=== Prompt ===
Collect each line of the items below that includes the string "clicks".
Extracted data Start Marker
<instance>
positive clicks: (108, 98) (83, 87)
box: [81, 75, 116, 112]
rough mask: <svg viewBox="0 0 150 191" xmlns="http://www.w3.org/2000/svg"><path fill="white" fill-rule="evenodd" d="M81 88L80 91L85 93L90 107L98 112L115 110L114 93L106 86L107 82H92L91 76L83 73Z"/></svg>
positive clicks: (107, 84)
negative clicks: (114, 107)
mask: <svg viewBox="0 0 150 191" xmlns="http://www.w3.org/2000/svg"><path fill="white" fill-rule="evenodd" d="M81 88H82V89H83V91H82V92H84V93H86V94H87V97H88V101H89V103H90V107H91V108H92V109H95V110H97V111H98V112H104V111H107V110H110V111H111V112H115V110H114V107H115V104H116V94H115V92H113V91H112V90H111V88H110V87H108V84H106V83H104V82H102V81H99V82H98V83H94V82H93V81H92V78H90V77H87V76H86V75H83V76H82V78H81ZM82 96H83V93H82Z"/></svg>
Extracted data End Marker
Extracted data Start Marker
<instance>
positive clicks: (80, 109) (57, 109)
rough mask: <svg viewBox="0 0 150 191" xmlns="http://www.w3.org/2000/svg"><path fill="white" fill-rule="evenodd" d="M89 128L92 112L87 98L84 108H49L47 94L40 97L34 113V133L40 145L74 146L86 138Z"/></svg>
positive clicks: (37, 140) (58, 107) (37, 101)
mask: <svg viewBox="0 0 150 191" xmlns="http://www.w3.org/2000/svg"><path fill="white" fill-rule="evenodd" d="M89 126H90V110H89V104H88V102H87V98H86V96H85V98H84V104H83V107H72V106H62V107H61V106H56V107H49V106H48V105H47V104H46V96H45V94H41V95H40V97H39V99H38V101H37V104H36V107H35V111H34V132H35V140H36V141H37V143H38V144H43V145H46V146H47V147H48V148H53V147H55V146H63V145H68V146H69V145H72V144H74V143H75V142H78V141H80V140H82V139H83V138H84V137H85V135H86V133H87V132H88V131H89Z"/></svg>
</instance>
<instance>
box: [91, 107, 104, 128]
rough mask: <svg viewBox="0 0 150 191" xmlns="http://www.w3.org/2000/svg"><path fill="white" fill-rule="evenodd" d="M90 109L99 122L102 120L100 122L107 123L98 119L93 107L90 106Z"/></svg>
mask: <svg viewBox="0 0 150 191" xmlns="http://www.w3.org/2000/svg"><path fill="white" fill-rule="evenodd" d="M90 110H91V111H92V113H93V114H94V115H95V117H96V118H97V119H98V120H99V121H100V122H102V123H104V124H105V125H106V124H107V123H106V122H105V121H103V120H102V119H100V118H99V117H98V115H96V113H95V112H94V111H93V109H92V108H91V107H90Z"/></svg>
Extracted data End Marker
=== The answer ===
positive clicks: (108, 98) (83, 87)
positive clicks: (107, 84)
negative clicks: (114, 107)
positive clicks: (80, 109) (57, 109)
positive clicks: (37, 140) (58, 107) (37, 101)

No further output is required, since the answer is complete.